====== Given entries ======

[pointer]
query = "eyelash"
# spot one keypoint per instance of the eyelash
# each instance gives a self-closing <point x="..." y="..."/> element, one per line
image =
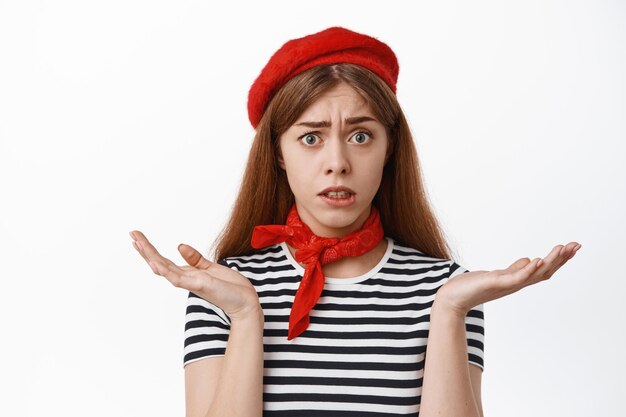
<point x="317" y="132"/>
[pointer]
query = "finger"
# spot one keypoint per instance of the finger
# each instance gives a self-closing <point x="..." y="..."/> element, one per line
<point x="193" y="257"/>
<point x="517" y="265"/>
<point x="514" y="280"/>
<point x="147" y="250"/>
<point x="174" y="274"/>
<point x="563" y="255"/>
<point x="197" y="281"/>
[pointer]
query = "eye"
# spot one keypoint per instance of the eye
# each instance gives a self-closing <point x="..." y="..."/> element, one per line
<point x="361" y="137"/>
<point x="308" y="139"/>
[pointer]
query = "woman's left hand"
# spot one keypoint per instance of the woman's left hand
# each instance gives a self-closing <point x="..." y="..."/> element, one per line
<point x="464" y="292"/>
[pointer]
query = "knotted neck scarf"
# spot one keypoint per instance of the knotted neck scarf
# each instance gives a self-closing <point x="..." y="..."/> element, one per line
<point x="314" y="251"/>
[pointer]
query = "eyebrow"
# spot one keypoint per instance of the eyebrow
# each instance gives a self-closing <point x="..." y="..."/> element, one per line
<point x="326" y="123"/>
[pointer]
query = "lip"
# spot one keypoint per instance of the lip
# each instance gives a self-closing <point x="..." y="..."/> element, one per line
<point x="339" y="202"/>
<point x="337" y="188"/>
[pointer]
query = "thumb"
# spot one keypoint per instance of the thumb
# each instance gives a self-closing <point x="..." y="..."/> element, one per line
<point x="193" y="257"/>
<point x="517" y="265"/>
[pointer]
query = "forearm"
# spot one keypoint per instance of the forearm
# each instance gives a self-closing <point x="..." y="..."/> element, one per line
<point x="240" y="390"/>
<point x="446" y="387"/>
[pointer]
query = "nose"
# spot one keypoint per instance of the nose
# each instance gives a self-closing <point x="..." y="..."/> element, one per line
<point x="336" y="159"/>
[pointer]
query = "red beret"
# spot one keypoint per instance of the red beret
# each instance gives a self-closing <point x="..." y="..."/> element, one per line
<point x="330" y="46"/>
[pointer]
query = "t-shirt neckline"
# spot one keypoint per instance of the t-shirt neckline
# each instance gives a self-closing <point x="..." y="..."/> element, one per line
<point x="343" y="281"/>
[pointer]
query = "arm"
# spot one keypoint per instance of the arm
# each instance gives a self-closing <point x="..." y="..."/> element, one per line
<point x="232" y="385"/>
<point x="447" y="388"/>
<point x="229" y="385"/>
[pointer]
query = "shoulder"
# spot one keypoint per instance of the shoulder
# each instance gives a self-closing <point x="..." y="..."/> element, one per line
<point x="408" y="255"/>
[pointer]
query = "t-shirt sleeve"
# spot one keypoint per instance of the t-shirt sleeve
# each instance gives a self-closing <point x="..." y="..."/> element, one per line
<point x="474" y="326"/>
<point x="206" y="328"/>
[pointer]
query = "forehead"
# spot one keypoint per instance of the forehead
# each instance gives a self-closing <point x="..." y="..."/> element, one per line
<point x="342" y="99"/>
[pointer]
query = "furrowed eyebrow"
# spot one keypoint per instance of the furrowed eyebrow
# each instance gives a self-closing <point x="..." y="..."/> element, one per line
<point x="326" y="123"/>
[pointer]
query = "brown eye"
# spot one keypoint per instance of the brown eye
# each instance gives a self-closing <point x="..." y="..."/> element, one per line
<point x="309" y="139"/>
<point x="362" y="137"/>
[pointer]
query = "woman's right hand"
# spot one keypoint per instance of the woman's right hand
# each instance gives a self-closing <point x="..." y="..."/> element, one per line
<point x="218" y="284"/>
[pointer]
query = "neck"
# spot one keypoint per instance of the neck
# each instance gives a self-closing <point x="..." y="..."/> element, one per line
<point x="352" y="266"/>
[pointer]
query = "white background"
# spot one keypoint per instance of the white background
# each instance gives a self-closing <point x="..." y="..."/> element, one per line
<point x="123" y="115"/>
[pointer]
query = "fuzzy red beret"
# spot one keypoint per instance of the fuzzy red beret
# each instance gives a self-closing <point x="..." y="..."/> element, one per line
<point x="330" y="46"/>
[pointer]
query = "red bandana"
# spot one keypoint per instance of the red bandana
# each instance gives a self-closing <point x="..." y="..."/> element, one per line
<point x="315" y="251"/>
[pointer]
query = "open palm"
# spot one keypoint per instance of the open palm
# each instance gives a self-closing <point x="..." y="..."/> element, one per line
<point x="218" y="284"/>
<point x="465" y="291"/>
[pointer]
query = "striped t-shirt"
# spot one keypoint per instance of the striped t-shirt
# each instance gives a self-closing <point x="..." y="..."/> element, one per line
<point x="364" y="350"/>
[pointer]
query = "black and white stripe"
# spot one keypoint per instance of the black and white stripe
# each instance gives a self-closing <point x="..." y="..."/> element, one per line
<point x="362" y="354"/>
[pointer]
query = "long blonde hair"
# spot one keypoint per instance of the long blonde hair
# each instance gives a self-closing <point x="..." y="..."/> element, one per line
<point x="265" y="197"/>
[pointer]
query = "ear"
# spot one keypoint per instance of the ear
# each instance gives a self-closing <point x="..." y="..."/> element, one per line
<point x="280" y="160"/>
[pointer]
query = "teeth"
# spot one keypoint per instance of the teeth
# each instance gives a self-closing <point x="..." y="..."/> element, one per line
<point x="335" y="194"/>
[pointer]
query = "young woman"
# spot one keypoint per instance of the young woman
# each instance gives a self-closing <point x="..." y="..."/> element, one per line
<point x="334" y="293"/>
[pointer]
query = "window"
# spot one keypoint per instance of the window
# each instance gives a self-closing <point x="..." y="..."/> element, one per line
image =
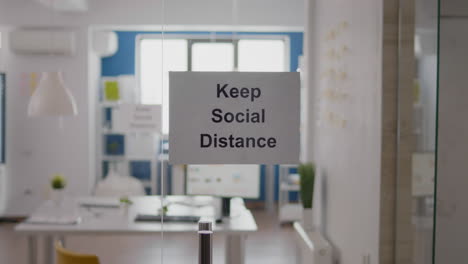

======

### Task directions
Exactly as they appear, please return only the lines from the first line of the records through the line containing "# spot one keypoint per instance of the finger", both included, leaving out all pictures.

### Output for this exercise
[pointer]
query = "eyelash"
# spot one keypoint per instance of the eyelash
# each instance gives a self-closing <point x="..." y="..."/> element, one per line
image =
<point x="317" y="132"/>
[pointer]
query = "finger"
# spot one keypoint per instance of the finger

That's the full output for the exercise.